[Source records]
====
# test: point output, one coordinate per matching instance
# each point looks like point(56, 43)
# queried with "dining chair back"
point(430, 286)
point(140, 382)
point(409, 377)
====
Could you output every line of the records above as a numbered list, skipping any blank lines?

1. # test: point output, one coordinate per matching instance
2. # each point looks like point(56, 43)
3. # queried with "dining chair back"
4. point(430, 286)
5. point(140, 382)
6. point(409, 377)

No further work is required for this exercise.